**STATED TASK**: Please write out the data below from its beginning up to and including the line that contains "[[[106,141],[110,140],[110,133],[91,133],[92,140],[92,141]]]", copying each line exactly. Leave the pictures out of your answer.

Picture shape labeling data:
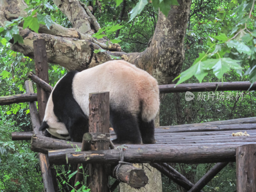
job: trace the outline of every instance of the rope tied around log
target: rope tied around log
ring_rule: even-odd
[[[120,152],[120,161],[118,161],[118,164],[117,164],[117,165],[115,167],[115,168],[113,170],[113,175],[115,176],[117,180],[120,182],[121,181],[121,180],[119,177],[119,176],[118,176],[118,170],[119,170],[119,168],[121,166],[121,165],[122,164],[127,164],[132,166],[132,164],[129,163],[127,163],[127,162],[124,161],[124,151],[123,151],[123,149],[120,148],[118,148],[118,149]]]
[[[106,141],[110,140],[110,133],[91,133],[92,140],[92,141]]]

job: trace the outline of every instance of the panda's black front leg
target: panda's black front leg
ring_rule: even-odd
[[[114,143],[142,143],[137,118],[131,114],[110,109],[110,121],[117,137]]]
[[[156,143],[154,120],[147,122],[140,119],[139,122],[140,130],[143,143],[144,144],[151,144]]]
[[[89,131],[88,118],[77,117],[71,119],[68,129],[71,141],[82,142],[84,134]]]

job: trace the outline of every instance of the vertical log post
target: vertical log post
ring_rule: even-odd
[[[40,78],[48,83],[49,76],[45,41],[42,39],[37,39],[33,41],[33,45],[36,75]],[[46,104],[50,94],[38,84],[36,84],[36,89],[39,119],[40,122],[42,123],[44,116]],[[39,128],[39,127],[37,128]],[[50,168],[50,170],[52,173],[55,191],[56,191],[58,190],[58,187],[56,178],[56,172],[53,168]]]
[[[27,93],[34,93],[32,83],[30,81],[25,82],[25,86]],[[35,134],[42,135],[42,132],[39,131],[38,129],[40,126],[40,121],[38,117],[38,114],[36,108],[36,105],[35,102],[29,103],[31,122],[33,131]],[[41,172],[44,183],[44,188],[45,192],[52,192],[55,191],[52,182],[52,178],[50,169],[50,164],[47,155],[38,153]]]
[[[236,191],[254,192],[256,190],[256,145],[236,148]]]
[[[90,93],[89,100],[89,132],[109,133],[109,92]],[[108,149],[109,146],[109,141],[93,140],[91,149]],[[93,164],[90,165],[89,170],[89,187],[91,191],[109,191],[108,175],[106,166],[101,164]]]
[[[49,76],[45,41],[42,39],[37,39],[33,41],[33,44],[36,74],[39,78],[49,83]],[[42,122],[44,115],[49,94],[39,85],[36,85],[39,119],[40,122]]]

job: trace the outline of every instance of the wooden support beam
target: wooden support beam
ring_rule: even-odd
[[[256,144],[256,142],[250,144]],[[216,145],[125,145],[124,161],[130,163],[166,162],[207,163],[235,161],[236,143]],[[50,163],[117,163],[120,159],[118,149],[75,152],[69,149],[49,151]]]
[[[188,180],[167,163],[151,163],[150,165],[187,190],[189,190],[194,186]],[[198,191],[203,192],[200,190]]]
[[[109,133],[109,92],[90,93],[89,101],[89,132]],[[108,149],[110,141],[93,140],[91,149]],[[107,167],[102,162],[91,163],[88,182],[91,191],[109,191]]]
[[[188,83],[180,84],[176,87],[175,84],[159,85],[160,93],[184,92],[189,91],[205,92],[224,91],[247,91],[251,86],[249,81],[220,82]],[[254,83],[250,90],[256,90],[256,83]]]
[[[24,102],[35,101],[37,100],[36,93],[24,93],[0,97],[0,105],[11,105]]]
[[[71,142],[64,140],[53,139],[40,135],[33,135],[30,142],[30,148],[33,151],[47,154],[49,150],[65,148],[76,148],[82,146],[82,143]],[[74,150],[75,151],[75,150]]]
[[[232,126],[230,126],[232,125]],[[256,123],[232,124],[227,125],[212,124],[204,125],[199,124],[196,126],[191,126],[189,124],[183,125],[183,127],[177,127],[176,125],[162,126],[156,127],[155,133],[172,133],[206,131],[222,131],[231,130],[239,131],[256,129]],[[177,125],[178,126],[178,125]]]
[[[86,133],[84,134],[83,137],[83,141],[82,142],[81,151],[87,151],[91,149],[91,145],[92,143],[92,135],[89,133]],[[76,174],[76,179],[75,180],[75,184],[79,181],[79,184],[74,187],[75,189],[77,190],[79,189],[82,185],[82,181],[84,179],[83,174],[83,169],[79,168],[81,165],[81,164],[79,163],[77,165],[77,172]],[[84,169],[85,168],[84,164],[83,165],[83,168]]]
[[[25,86],[28,93],[34,92],[32,83],[31,81],[26,81],[25,82]],[[28,104],[31,122],[32,123],[32,127],[34,132],[35,134],[42,135],[42,132],[39,131],[39,127],[40,126],[40,121],[38,117],[36,105],[35,102],[29,102]],[[44,191],[46,192],[55,191],[55,190],[52,182],[52,178],[47,155],[39,153],[38,153],[38,156]]]
[[[38,77],[48,83],[49,77],[45,41],[43,39],[37,39],[33,41],[33,44],[36,75]],[[42,122],[49,94],[38,84],[37,84],[36,87],[39,119],[40,122]]]
[[[202,189],[217,174],[228,164],[228,162],[217,163],[188,192],[197,192]]]
[[[41,87],[43,88],[45,91],[50,93],[52,91],[53,88],[48,83],[44,81],[42,79],[39,78],[37,76],[35,75],[31,71],[29,72],[28,75],[30,79],[34,81],[36,84],[39,85]]]
[[[236,191],[255,191],[256,145],[238,147],[236,156]]]

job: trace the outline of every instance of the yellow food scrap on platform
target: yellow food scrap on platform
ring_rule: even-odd
[[[242,132],[237,132],[237,133],[232,133],[232,136],[234,137],[237,137],[238,136],[250,136],[250,135],[247,133],[247,132],[245,131],[244,133]]]

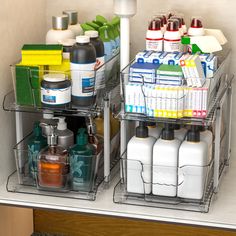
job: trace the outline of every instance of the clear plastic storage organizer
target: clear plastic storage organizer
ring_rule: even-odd
[[[6,111],[17,112],[16,121],[18,127],[21,127],[20,130],[23,130],[22,112],[39,114],[53,112],[55,117],[80,116],[86,117],[90,122],[101,115],[104,117],[104,143],[99,153],[91,155],[89,159],[73,154],[74,158],[70,155],[70,158],[63,161],[54,157],[52,160],[50,158],[39,160],[39,152],[34,152],[28,145],[33,134],[23,137],[23,132],[17,129],[18,143],[14,147],[16,171],[8,177],[7,191],[95,200],[97,193],[103,190],[116,172],[115,165],[120,158],[119,128],[112,130],[110,119],[112,111],[117,109],[120,102],[119,54],[96,70],[85,71],[92,74],[94,80],[90,81],[89,86],[86,87],[90,99],[82,105],[70,101],[69,93],[66,94],[71,85],[71,74],[77,73],[79,77],[80,72],[49,69],[48,66],[29,67],[21,64],[11,66],[14,91],[5,96],[3,108]],[[62,82],[60,88],[56,87],[58,97],[58,94],[53,94],[54,87],[49,86],[49,89],[47,87],[46,91],[43,91],[42,87],[45,84],[43,85],[42,81],[48,74],[50,78],[47,82],[51,82],[52,78],[55,78],[57,82]],[[87,82],[85,81],[86,85],[88,85]],[[48,96],[43,94],[47,92]],[[43,101],[44,95],[47,98],[46,103]],[[68,100],[66,103],[56,104],[57,98],[59,103],[61,98]],[[71,150],[69,149],[68,152]]]
[[[113,195],[115,203],[209,211],[211,199],[219,189],[220,178],[230,158],[231,85],[234,76],[229,74],[230,51],[224,51],[222,55],[218,57],[214,76],[206,79],[202,88],[196,88],[196,93],[200,91],[197,99],[202,101],[196,109],[192,107],[195,100],[190,92],[195,88],[188,88],[183,81],[177,86],[161,85],[158,78],[154,78],[157,84],[149,84],[145,73],[135,76],[130,73],[133,62],[121,72],[123,104],[117,113],[120,120],[155,122],[158,127],[168,123],[185,128],[204,126],[212,131],[213,142],[212,158],[202,164],[184,166],[180,165],[179,158],[175,165],[170,166],[155,165],[150,160],[141,162],[135,160],[134,153],[127,158],[127,150],[122,150],[121,176]],[[133,83],[133,79],[138,83]],[[162,90],[160,96],[158,90]],[[128,137],[125,131],[123,135]]]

**WRITTEN ANSWER**:
job: trace the outline of every instance of the rope tied around log
target: rope tied around log
ring_rule: even-odd
[[[120,152],[120,161],[118,161],[118,164],[117,164],[117,165],[115,167],[115,168],[113,170],[113,175],[115,176],[117,180],[120,182],[121,181],[121,180],[119,177],[119,176],[118,176],[118,170],[119,170],[119,168],[121,166],[121,165],[122,164],[127,164],[132,166],[132,164],[129,163],[127,163],[127,162],[124,161],[124,151],[123,151],[123,149],[120,148],[118,148],[118,149]]]
[[[106,141],[110,140],[110,133],[91,133],[92,140],[92,141]]]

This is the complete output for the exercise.